# WHAT THIS TASK INVOLVES:
State how many lines in the items below contain the word "pole", and give only the number.

[Start of MATERIAL PROVIDED]

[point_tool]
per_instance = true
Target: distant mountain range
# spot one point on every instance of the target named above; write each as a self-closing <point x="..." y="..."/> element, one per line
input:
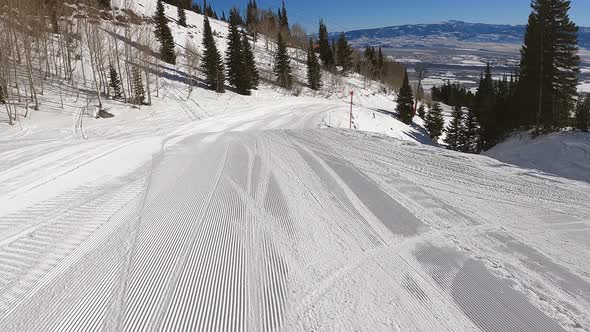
<point x="446" y="34"/>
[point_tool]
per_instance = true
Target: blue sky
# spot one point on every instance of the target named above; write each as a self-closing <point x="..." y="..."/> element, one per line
<point x="359" y="14"/>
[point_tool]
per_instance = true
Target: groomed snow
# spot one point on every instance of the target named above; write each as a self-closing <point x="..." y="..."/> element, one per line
<point x="212" y="212"/>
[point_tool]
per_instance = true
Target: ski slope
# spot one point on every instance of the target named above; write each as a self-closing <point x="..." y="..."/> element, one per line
<point x="261" y="220"/>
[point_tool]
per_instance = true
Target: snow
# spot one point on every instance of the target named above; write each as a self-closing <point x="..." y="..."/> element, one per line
<point x="226" y="212"/>
<point x="565" y="154"/>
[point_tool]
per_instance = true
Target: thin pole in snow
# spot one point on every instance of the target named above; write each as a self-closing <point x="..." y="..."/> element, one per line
<point x="351" y="96"/>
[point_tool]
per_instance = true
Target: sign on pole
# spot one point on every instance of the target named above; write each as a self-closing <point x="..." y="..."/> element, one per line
<point x="351" y="96"/>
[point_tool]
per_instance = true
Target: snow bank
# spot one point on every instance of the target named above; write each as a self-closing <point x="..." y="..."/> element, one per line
<point x="565" y="154"/>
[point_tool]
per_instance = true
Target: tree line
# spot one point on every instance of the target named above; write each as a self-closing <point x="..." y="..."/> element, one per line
<point x="540" y="96"/>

[End of MATERIAL PROVIDED]

# SOLVED PROBLEM:
2